### ASSIGNMENT
From the line containing "You are given a photograph. For the tree trunk" through the last line, print the records exactly and nothing else.
----- DATA SHOWN -----
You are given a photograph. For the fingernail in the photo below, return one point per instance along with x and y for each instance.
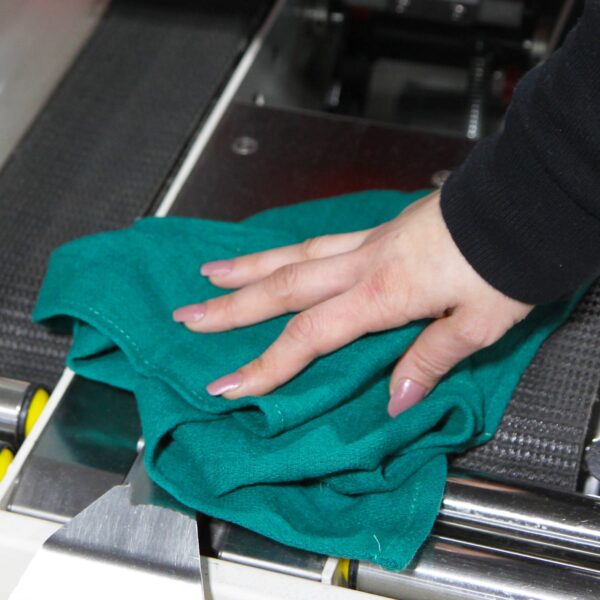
(406, 394)
(193, 312)
(225, 384)
(216, 267)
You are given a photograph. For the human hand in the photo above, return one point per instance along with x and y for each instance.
(345, 286)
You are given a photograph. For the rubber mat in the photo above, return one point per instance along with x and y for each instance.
(99, 152)
(543, 433)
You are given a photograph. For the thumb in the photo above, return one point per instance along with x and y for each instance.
(442, 345)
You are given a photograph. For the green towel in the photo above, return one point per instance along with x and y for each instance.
(318, 463)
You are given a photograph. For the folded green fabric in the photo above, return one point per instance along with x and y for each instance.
(317, 464)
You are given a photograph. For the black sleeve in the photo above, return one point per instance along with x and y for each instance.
(524, 208)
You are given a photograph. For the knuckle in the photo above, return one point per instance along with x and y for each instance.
(283, 283)
(475, 333)
(430, 366)
(382, 296)
(225, 307)
(312, 247)
(304, 329)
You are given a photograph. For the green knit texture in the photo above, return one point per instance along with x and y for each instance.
(318, 463)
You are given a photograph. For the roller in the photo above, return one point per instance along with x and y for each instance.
(21, 404)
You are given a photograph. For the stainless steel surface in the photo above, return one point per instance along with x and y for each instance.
(53, 490)
(550, 524)
(477, 97)
(38, 42)
(448, 569)
(133, 527)
(12, 395)
(87, 447)
(439, 178)
(239, 545)
(244, 145)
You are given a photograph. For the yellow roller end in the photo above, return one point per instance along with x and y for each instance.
(6, 457)
(38, 402)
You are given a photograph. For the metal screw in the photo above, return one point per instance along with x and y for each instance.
(401, 5)
(244, 145)
(439, 178)
(458, 11)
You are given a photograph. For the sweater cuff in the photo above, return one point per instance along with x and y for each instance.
(520, 231)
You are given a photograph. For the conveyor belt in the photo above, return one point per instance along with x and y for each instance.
(98, 154)
(543, 433)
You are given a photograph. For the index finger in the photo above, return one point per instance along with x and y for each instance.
(243, 270)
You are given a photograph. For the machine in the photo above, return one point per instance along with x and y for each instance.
(110, 111)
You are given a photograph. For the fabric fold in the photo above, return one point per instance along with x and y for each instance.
(317, 464)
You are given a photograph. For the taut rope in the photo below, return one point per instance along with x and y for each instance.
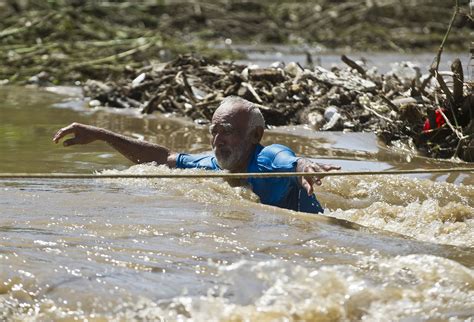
(222, 174)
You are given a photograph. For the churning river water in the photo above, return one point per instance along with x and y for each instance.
(387, 248)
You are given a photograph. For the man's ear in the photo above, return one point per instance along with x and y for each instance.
(257, 135)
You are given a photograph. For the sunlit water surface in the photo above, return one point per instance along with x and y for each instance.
(386, 248)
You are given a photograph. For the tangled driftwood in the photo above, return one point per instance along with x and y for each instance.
(348, 99)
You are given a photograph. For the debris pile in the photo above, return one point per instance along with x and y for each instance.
(401, 105)
(74, 40)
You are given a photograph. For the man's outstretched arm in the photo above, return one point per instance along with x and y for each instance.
(135, 150)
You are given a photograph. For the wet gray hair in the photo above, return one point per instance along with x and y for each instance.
(255, 116)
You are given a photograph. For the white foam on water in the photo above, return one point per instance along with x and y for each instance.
(414, 287)
(204, 190)
(425, 210)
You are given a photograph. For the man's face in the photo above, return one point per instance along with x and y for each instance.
(230, 141)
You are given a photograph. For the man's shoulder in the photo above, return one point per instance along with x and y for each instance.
(201, 161)
(276, 157)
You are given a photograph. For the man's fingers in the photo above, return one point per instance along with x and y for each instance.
(62, 133)
(308, 186)
(69, 142)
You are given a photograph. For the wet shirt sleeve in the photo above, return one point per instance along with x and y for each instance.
(281, 192)
(274, 158)
(196, 161)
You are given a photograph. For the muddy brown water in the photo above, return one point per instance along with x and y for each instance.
(386, 248)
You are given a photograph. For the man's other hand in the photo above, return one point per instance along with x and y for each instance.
(305, 165)
(83, 134)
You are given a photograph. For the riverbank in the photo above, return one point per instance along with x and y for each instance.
(71, 41)
(123, 54)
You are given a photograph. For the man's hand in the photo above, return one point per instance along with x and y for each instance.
(305, 165)
(83, 134)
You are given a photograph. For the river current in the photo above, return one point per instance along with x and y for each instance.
(387, 248)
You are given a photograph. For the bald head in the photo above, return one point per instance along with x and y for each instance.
(236, 129)
(244, 111)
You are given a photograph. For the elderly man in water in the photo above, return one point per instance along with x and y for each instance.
(237, 128)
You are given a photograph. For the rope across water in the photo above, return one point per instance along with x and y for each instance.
(226, 175)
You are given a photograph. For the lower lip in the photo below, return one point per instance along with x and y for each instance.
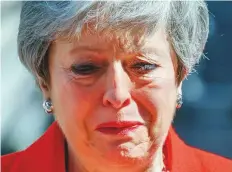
(117, 131)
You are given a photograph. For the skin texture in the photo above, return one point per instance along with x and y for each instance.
(93, 81)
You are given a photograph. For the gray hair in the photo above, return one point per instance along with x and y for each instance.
(185, 22)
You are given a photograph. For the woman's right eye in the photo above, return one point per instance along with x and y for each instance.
(84, 69)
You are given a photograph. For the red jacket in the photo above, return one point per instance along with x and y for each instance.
(47, 155)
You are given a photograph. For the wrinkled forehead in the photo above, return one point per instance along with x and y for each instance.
(138, 39)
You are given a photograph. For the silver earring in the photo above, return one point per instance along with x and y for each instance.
(48, 107)
(179, 101)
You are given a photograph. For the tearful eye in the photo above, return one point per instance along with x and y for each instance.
(84, 69)
(144, 67)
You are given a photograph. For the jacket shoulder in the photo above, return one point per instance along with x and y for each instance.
(213, 163)
(8, 161)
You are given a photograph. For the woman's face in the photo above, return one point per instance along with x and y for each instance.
(114, 102)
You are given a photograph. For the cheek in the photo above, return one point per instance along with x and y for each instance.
(158, 100)
(72, 103)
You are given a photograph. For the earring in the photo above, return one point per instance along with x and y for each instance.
(48, 107)
(179, 101)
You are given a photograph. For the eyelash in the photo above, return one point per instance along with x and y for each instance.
(88, 69)
(144, 67)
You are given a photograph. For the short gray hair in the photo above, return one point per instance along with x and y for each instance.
(185, 22)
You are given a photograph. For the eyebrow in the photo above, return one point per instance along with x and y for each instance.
(87, 48)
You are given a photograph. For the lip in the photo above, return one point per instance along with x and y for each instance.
(118, 128)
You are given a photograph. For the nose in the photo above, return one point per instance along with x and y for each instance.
(117, 94)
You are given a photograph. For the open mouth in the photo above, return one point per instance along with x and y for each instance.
(121, 128)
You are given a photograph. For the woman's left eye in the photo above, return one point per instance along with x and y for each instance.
(144, 67)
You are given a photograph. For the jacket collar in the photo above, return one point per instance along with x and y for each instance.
(47, 154)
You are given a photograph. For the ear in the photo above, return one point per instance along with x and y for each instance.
(44, 87)
(179, 88)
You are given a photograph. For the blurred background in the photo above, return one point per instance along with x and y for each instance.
(204, 121)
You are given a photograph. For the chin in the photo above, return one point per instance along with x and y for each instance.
(128, 154)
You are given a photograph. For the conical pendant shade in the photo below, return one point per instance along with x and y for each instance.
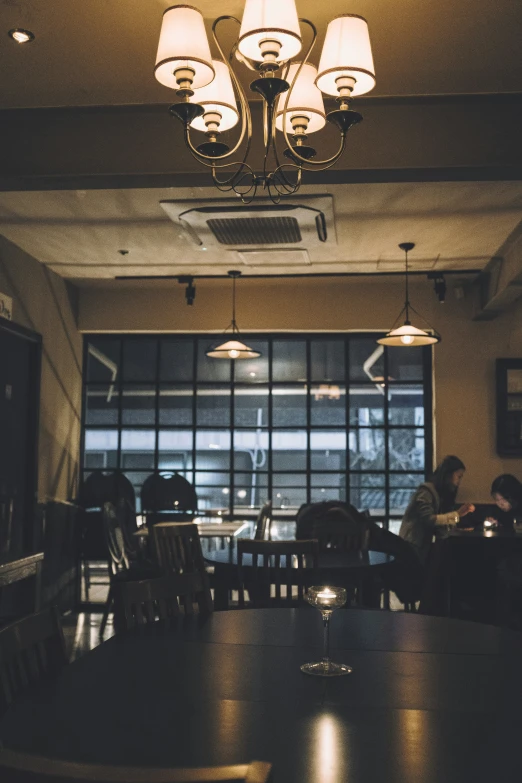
(233, 348)
(407, 335)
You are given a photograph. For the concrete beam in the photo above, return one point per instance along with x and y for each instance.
(499, 285)
(466, 138)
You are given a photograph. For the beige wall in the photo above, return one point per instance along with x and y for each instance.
(464, 362)
(44, 303)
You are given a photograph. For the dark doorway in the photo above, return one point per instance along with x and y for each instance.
(20, 362)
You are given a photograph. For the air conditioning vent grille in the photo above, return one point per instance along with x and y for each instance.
(255, 231)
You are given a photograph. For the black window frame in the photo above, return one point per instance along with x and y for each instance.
(270, 338)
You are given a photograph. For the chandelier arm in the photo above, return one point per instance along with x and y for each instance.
(284, 186)
(234, 179)
(310, 165)
(290, 187)
(275, 199)
(246, 118)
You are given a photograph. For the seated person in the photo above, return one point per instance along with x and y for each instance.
(433, 505)
(506, 491)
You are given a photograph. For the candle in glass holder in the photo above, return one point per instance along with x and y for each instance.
(326, 599)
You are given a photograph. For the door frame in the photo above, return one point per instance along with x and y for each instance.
(30, 531)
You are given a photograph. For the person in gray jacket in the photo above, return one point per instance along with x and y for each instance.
(433, 504)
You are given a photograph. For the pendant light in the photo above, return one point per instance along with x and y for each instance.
(407, 335)
(233, 348)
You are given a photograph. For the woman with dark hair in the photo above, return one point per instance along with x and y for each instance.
(433, 505)
(506, 491)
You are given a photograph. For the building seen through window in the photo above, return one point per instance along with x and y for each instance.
(333, 417)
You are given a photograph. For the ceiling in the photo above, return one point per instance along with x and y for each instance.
(78, 234)
(98, 52)
(101, 53)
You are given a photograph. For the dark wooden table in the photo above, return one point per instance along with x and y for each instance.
(430, 700)
(15, 569)
(335, 568)
(467, 560)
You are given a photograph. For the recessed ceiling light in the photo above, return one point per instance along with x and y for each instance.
(21, 36)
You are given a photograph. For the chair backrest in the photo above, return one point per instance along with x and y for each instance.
(30, 649)
(336, 525)
(168, 492)
(279, 573)
(141, 603)
(23, 768)
(177, 548)
(263, 522)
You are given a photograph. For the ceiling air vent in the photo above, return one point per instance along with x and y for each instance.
(255, 231)
(307, 222)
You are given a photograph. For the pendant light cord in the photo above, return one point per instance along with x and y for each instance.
(407, 297)
(234, 327)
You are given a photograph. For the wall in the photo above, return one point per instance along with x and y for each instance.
(464, 362)
(43, 302)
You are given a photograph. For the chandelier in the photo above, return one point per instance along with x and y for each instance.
(212, 99)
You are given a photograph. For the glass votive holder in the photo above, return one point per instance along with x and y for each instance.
(327, 600)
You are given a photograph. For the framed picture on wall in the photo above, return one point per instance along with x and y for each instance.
(509, 407)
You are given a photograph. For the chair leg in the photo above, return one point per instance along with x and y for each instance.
(106, 610)
(86, 578)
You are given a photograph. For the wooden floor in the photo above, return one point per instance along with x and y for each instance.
(82, 632)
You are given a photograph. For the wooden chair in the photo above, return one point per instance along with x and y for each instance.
(30, 649)
(141, 603)
(123, 565)
(263, 522)
(280, 571)
(177, 548)
(340, 533)
(23, 768)
(337, 525)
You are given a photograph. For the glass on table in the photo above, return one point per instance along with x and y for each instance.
(327, 600)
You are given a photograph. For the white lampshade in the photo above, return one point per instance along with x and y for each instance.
(346, 52)
(305, 100)
(183, 44)
(217, 96)
(408, 335)
(270, 19)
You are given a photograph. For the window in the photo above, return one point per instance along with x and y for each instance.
(315, 417)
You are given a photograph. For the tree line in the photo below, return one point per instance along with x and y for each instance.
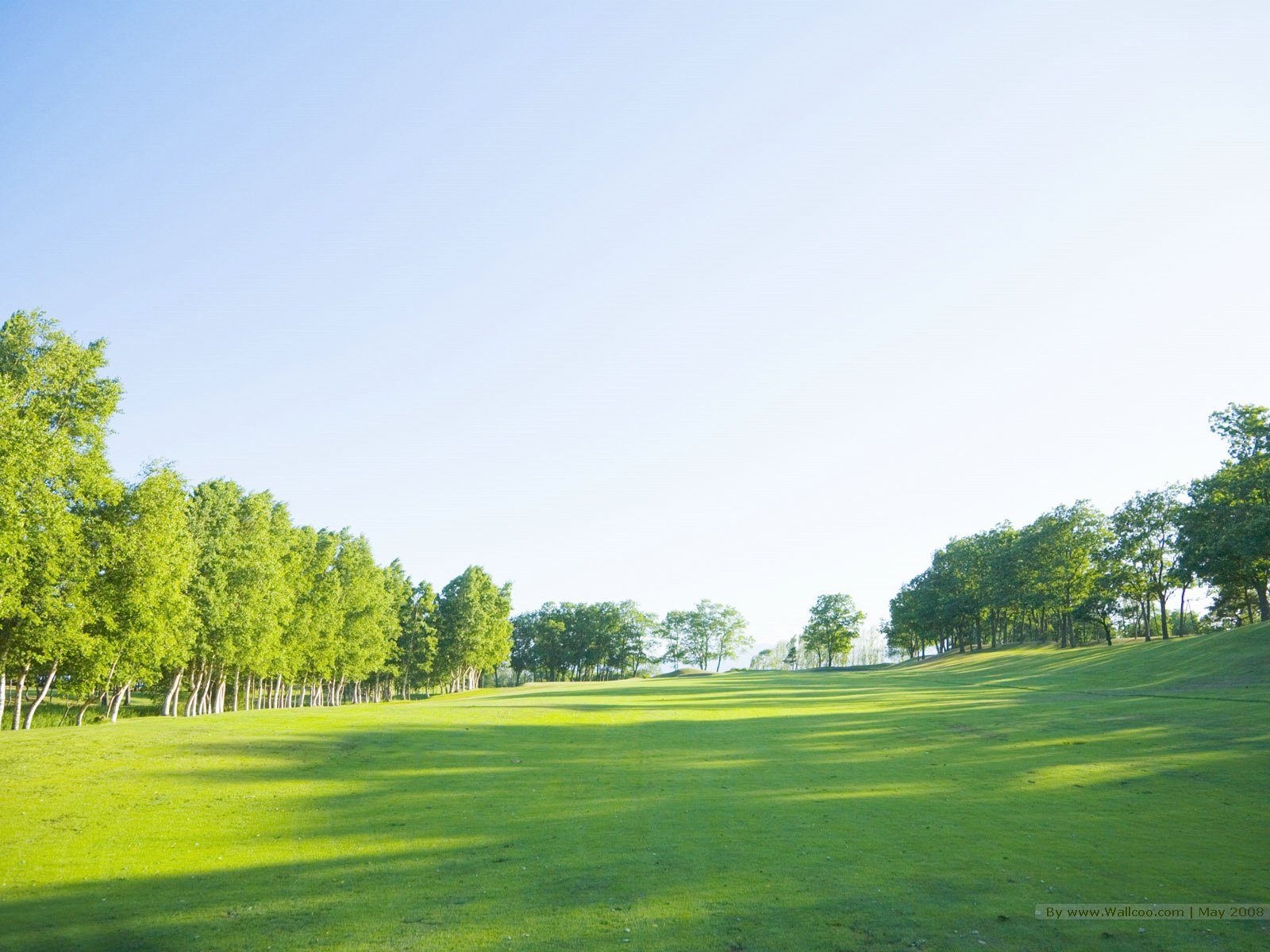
(213, 600)
(210, 598)
(618, 640)
(1076, 574)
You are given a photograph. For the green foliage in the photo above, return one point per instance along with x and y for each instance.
(582, 641)
(710, 631)
(833, 624)
(474, 628)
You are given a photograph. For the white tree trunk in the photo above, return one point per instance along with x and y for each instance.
(17, 698)
(44, 693)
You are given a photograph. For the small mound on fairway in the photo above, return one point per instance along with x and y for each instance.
(920, 808)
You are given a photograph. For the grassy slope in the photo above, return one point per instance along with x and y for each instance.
(930, 806)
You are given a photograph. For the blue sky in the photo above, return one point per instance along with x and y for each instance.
(654, 301)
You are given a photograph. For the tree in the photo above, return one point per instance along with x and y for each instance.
(417, 643)
(1146, 530)
(1245, 428)
(55, 406)
(722, 631)
(1225, 532)
(145, 607)
(474, 628)
(833, 622)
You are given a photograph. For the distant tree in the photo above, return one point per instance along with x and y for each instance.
(55, 406)
(1225, 532)
(723, 631)
(474, 628)
(1146, 530)
(1245, 428)
(833, 624)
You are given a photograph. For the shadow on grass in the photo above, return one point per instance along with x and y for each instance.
(884, 819)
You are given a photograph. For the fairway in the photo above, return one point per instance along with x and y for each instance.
(927, 806)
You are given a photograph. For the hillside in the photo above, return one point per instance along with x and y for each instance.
(929, 806)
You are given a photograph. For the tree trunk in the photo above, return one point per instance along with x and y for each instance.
(44, 693)
(192, 704)
(171, 698)
(17, 698)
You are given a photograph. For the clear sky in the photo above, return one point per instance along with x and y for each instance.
(654, 301)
-----
### WRITTEN RESPONSE
You are given a photograph. For the tree trunk in the photo above, return one point per instance along with x and y for each instance.
(44, 693)
(192, 704)
(171, 698)
(17, 698)
You are given a photograph. For the clear sky in the photo above, return one point per instance along with x and y for each instance.
(654, 301)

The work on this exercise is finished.